**TÂCHES À RÉALISER**:
1. Pouvez-vous recopier fidèlement le passage de l'extrait sur la CSPE qui s'ouvre sur les mots contenant « 2. Un basculement » et se clôt sur « communautaire 25 ( * ) . » ?
2. Pourriez-vous poursuivre l'extrait sur la CSPE à partir de sa dernière phrase ?

2. Un basculement opéré sur le régime des accises

Afin de pallier ces difficultés juridiques, le Gouvernement a fait le choix de faire basculer la CSPE sur la TICFE , renommée « CSPE ».

À l'opposé de l'actuelle CSPE, la sécurité juridique de la TICFE paraît en effet d'autant mieux assurée qu'elle correspond à un objet fiscal au périmètre mieux identifié , celui des accises, et qu'elle a été instaurée par la loi du 7 décembre 2010 24 ( * ) dans le cadre de la mise en conformité des taxes sur l'électricité avec le droit communautaire 25 ( * ) .

L'actuelle TICFE est due sur la quantité d'électricité d'une puissance souscrite supérieure à 250 kVA (tarifs verts). Son taux est fixé à 0,5 euro par MWh , soit le taux minimum exigé par le droit communautaire. Les redevables sont les fournisseurs d'électricité 26 ( * ) - qui la répercutent à leurs clients - et les entreprises qui produisent de l'électricité pour leurs propres besoins 27 ( * ) . De nombreux cas d'exemption, d'exonération ou de franchise , autorisés par le droit européen, sont par ailleurs prévus ( cf. infra ). En 2014, le produit de la TICFE s'est élevé à 61,3 millions d'euros .

Pour obtenir un rendement équivalent à celui de l'actuelle CSPE (8 milliards d'euros en année pleine), il a donc été nécessaire, tout en conservant les caractéristiques des taxes intérieures de consommation, de réformer profondément la TICFE en :

- élargissant son assiette à toutes les puissances souscrites , comme c'est aujourd'hui le cas pour la CSPE ;

- portant son taux à 22,5 euros par MWh, soit le tarif prévu pour la CSPE en 2016 ; à partir de 2017, ce taux sera stabilisé , la hausse future des charges devant être financée par le produit du relèvement de la composante carbone des énergies fossiles ( cf. infra ).

Par ailleurs, « afin de reproduire autant que possible les exonérations et plafonnements de la CSPE actuelle » 28 ( * ) , des tarifs réduits sont créés pour les entreprises électro-intensives, hyper-électro-intensives et grandes consommatrices d'électricité fortement exposées à la concurrence internationale ( cf. infra ).

En outre, les modalités de paiement de la taxe doivent être adaptées afin de ne pas peser sur les fonds de roulement des fournisseurs d'électricité. Dans le cadre de l'actuelle CSPE, ces derniers « s'auto-compensaient » en ne reversant que le trop perçu de CSPE par rapport aux charges prévisionnelles. Dans le nouveau dispositif, la taxe, déclarée et acquittée chaque trimestre, fera désormais l'objet de versements mensuels estimatifs (avant régulation trimestrielle) à l'exception de celle due par les fournisseurs alternatifs (moins de 40 TWh par an) qui continuera à être perçue sur une base trimestrielle. Au total, selon les informations fournies à votre rapporteur pour avis, la réforme ne devrait pas avoir d'impact significatif sur le besoin en fonds de roulement des opérateurs , qui étaient particulièrement vigilants sur ce point.

Extraits d'un jeu de données de détection
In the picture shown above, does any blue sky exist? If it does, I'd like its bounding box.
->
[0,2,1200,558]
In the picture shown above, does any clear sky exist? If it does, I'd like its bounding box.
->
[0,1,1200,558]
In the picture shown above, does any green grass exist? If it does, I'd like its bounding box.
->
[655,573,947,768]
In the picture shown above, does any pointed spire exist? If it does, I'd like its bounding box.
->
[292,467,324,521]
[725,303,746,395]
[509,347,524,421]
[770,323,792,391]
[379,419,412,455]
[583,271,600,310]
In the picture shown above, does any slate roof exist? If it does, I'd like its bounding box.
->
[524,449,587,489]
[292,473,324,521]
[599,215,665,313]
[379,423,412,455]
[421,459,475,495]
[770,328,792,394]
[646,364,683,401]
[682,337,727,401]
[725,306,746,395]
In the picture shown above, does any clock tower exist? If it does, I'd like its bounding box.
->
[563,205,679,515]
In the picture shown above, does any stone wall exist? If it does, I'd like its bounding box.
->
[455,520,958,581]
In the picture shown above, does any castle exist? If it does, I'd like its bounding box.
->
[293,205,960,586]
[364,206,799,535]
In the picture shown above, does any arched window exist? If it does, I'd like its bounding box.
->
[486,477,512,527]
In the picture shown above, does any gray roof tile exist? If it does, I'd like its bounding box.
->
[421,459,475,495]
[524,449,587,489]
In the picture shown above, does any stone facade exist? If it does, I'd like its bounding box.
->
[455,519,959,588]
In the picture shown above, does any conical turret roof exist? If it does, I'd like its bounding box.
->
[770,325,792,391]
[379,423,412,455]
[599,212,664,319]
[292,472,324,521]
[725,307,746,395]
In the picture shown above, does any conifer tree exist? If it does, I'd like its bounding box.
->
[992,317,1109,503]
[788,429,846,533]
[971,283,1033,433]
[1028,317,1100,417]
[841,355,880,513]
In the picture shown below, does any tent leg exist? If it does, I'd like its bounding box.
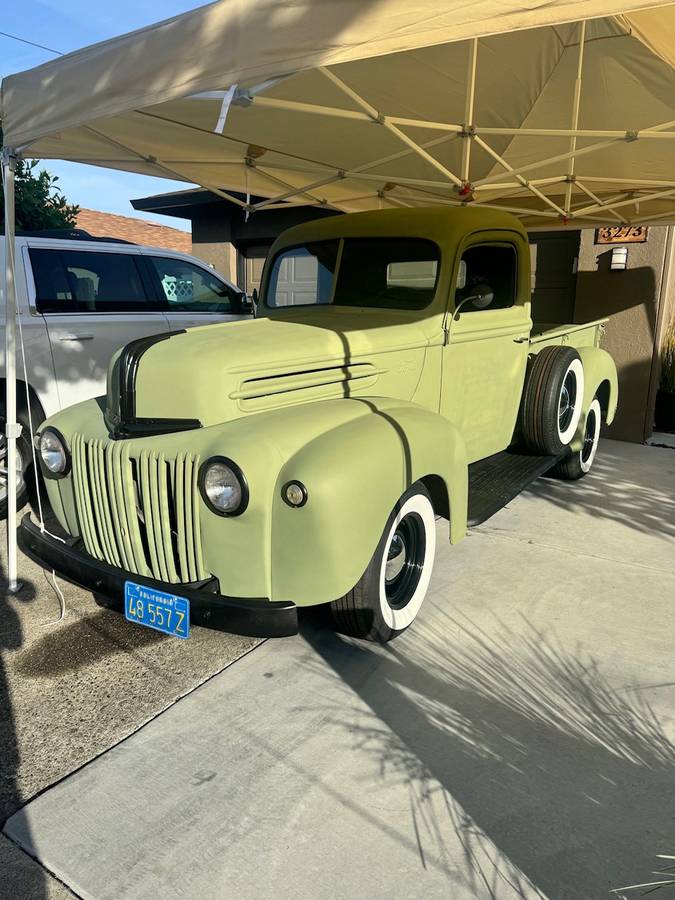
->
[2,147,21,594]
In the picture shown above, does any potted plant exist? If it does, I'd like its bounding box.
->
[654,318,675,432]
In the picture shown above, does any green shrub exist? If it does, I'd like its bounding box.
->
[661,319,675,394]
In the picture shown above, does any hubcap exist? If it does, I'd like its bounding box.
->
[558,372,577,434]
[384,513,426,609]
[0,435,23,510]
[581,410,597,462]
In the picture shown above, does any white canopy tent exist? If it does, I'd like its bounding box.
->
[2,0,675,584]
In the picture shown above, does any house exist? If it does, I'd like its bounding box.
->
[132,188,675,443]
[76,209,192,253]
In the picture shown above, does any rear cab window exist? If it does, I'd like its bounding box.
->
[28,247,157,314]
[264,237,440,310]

--

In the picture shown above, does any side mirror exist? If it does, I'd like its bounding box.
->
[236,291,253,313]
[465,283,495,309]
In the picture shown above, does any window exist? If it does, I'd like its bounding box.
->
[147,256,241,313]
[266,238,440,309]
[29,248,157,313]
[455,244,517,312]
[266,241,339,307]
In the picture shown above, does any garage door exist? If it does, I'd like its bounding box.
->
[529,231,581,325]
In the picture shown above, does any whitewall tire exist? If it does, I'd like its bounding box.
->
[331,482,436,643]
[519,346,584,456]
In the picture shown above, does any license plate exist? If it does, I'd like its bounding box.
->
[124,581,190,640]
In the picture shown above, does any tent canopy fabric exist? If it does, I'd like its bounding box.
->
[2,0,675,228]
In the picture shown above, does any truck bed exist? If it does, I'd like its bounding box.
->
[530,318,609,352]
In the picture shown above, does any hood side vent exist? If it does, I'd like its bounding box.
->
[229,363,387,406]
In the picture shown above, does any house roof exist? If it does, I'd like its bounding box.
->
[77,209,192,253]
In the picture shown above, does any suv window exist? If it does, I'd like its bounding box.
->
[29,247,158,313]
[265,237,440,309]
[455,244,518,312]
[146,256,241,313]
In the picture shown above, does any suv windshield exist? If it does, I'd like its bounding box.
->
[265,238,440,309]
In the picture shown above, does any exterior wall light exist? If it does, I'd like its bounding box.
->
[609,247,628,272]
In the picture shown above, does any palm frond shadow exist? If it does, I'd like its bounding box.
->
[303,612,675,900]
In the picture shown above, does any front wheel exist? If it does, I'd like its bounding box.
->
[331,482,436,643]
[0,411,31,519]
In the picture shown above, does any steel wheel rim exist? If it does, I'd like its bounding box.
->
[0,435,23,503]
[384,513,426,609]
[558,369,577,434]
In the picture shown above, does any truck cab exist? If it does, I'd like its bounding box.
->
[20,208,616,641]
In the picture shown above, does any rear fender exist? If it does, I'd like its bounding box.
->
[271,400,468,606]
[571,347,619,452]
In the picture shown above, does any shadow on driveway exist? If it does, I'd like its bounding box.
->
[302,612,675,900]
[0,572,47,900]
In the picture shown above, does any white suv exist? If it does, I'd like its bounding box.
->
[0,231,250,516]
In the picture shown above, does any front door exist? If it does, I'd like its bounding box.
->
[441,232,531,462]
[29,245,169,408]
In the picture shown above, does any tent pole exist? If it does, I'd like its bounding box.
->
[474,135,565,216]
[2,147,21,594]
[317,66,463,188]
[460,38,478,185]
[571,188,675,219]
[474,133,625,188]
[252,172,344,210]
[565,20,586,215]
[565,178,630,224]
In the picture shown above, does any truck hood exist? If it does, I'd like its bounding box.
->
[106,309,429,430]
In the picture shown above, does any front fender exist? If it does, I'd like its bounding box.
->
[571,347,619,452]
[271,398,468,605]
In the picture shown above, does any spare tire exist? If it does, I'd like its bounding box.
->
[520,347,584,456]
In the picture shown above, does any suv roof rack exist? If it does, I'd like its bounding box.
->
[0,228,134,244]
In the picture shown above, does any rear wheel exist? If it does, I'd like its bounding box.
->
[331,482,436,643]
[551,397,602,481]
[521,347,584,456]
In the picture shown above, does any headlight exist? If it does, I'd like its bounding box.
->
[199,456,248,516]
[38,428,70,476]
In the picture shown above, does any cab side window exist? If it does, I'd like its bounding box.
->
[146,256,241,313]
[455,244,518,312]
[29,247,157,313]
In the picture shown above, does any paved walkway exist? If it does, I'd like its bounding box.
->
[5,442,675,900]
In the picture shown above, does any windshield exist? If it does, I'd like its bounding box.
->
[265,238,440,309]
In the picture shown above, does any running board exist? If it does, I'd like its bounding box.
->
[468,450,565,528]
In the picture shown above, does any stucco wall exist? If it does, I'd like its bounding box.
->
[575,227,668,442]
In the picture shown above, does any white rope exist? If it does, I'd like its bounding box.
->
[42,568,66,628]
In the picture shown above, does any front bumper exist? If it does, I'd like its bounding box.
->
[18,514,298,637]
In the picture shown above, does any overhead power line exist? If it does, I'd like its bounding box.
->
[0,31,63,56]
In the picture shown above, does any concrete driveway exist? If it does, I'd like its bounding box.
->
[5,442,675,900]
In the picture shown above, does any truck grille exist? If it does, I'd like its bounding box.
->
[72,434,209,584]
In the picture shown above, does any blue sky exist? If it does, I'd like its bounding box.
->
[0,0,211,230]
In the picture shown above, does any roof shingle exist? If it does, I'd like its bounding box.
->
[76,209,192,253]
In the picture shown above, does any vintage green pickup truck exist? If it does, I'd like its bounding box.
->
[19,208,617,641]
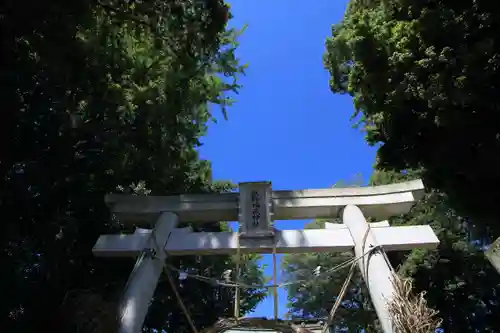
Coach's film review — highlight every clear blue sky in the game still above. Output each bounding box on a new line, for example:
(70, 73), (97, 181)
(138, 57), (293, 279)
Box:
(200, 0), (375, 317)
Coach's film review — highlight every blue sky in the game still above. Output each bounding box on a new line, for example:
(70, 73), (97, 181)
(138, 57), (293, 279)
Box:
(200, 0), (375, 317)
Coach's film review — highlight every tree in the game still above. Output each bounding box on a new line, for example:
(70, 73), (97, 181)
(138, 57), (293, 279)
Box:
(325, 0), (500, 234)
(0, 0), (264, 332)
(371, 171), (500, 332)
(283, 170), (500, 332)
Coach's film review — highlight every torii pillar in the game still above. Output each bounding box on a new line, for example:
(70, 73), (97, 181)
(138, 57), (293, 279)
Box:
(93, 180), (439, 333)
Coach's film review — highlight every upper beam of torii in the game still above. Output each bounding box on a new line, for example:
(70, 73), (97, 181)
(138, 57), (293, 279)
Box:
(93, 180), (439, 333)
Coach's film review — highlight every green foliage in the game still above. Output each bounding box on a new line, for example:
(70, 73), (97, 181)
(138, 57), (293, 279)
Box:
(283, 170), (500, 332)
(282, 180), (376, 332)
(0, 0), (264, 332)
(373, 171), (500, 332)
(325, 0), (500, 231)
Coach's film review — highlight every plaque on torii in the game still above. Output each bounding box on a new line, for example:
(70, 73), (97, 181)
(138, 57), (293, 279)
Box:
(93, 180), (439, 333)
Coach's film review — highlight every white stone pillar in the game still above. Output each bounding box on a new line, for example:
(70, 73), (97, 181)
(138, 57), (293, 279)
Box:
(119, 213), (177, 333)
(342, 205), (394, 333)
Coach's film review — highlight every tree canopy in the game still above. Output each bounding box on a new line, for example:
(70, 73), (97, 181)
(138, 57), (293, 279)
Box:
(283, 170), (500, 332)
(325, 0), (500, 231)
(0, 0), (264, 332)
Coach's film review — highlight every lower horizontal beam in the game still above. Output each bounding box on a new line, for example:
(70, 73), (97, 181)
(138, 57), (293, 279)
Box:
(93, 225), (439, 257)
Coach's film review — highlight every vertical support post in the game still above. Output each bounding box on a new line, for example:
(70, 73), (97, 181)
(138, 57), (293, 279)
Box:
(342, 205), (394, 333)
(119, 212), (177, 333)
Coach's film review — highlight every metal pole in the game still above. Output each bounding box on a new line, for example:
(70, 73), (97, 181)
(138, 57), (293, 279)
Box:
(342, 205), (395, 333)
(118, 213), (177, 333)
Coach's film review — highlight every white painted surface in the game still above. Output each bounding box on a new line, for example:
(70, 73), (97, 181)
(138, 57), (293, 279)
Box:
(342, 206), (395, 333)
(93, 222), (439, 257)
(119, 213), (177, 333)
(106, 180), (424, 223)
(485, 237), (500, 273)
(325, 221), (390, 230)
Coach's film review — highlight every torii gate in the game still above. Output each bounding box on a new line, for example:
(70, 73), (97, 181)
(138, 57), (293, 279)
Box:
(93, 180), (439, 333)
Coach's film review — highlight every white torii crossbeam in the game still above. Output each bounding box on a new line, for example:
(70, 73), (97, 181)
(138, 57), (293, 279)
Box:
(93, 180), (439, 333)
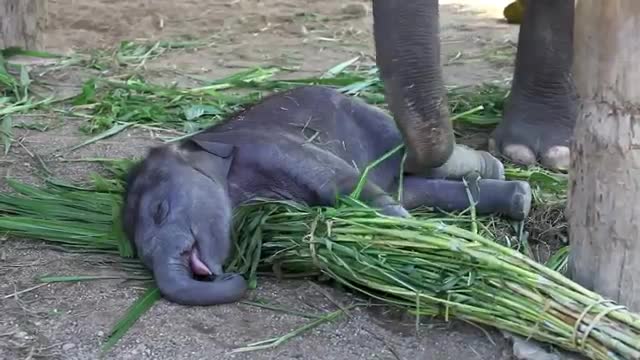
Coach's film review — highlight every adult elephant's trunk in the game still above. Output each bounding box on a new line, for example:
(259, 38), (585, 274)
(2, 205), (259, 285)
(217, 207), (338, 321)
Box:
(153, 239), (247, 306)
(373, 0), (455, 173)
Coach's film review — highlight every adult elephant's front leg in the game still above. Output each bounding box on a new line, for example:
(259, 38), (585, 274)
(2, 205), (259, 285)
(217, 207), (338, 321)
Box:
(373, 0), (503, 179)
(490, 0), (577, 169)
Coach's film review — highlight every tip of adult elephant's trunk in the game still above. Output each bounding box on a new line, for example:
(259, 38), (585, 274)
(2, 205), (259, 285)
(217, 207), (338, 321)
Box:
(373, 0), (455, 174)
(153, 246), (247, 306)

**RÉSULTATS PAR TÂCHE**:
1.
2. Un basculement opéré sur le régime des accises

Afin de pallier ces difficultés juridiques, le Gouvernement a fait le choix de faire basculer la CSPE sur la TICFE , renommée « CSPE ».

À l'opposé de l'actuelle CSPE, la sécurité juridique de la TICFE paraît en effet d'autant mieux assurée qu'elle correspond à un objet fiscal au périmètre mieux identifié , celui des accises, et qu'elle a été instaurée par la loi du 7 décembre 2010 24 ( * ) dans le cadre de la mise en conformité des taxes sur l'électricité avec le droit communautaire 25 ( * ) .

2.
En revanche, le basculement sur le régime des accises implique un changement de traitement des impayés qui n'est pas sans conséquence sur les fournisseurs . Alors que les consommateurs finals étaient jusqu'à présent redevables de la CSPE que les fournisseurs se contentaient de reverser une fois la facture acquittée, ce sont désormais les fournisseurs qui deviennent redevables et doivent en conséquence reverser l'accise sur les quantités fournies, qu'elles aient été payées ou non , conformément à la doctrine fiscale constante appliquée sur toutes les taxes intérieures de consommation et que le Gouvernement n'entend pas remettre en cause. En première analyse, la charge supplémentaire correspondante peut être estimée à moins de 5 millions d'euros cumulés pour l'ensemble des fournisseurs alternatifs , et entre 20 à 25 millions d'euros pour EDF .

Enfin, un basculement similaire de la CTSSG et de la contribution biométhane est opéré sur la TICGN , ce qui conduit à majorer son taux de 0,33 euro par MWh , ce qui portera son taux normal à 4,34 euros par MWh en pouvoir calorifique supérieur en 2016 et à 5,88 euros par MWh en 2017 compte tenu de la trajectoire de relèvement de la composante carbone. Il sera par ailleurs procédé au même relèvement sur les taux réduits de TICGN applicables aux installations grandes consommatrices d'énergie , respectivement gelés à leur niveau de 2013, pour les entreprises soumises au marché européen d'échanges de quotas (1,19 euro par MWh), et de 2014 pour celles dont l'activité est exposée à un risque important de fuite de carbone (1,27 euro par MWh).

Même si ce n'était pas l'objectif premier de la réforme, elle a aussi pour effet de simplifier la fiscalité sur l'électricité et sur le gaz en supprimant trois contributions spécifiques pour les fondre dans deux accises existantes.

Il reste que, par définition, la sécurisation juridique ainsi opérée ne vaut que pour l'avenir et n'éteint pas le risque de contentieux pour le passé tel qu'il existe aujourd'hui pour la CSPE, au plan national comme au plan européen. À cet égard, la question de la notification à la Commission européenne des régimes d'aides passés est posée.

D'ores et déjà, la réforme a été présentée à la Commission européenne , le Gouvernement espérant obtenir, avant la fin de l'examen du « collectif », une « lettre de confort » non engageante par laquelle la Commission ferait état de sa position, avant une déclaration formelle de conformité au droit de l'Union attendue au 1 er janvier 2016.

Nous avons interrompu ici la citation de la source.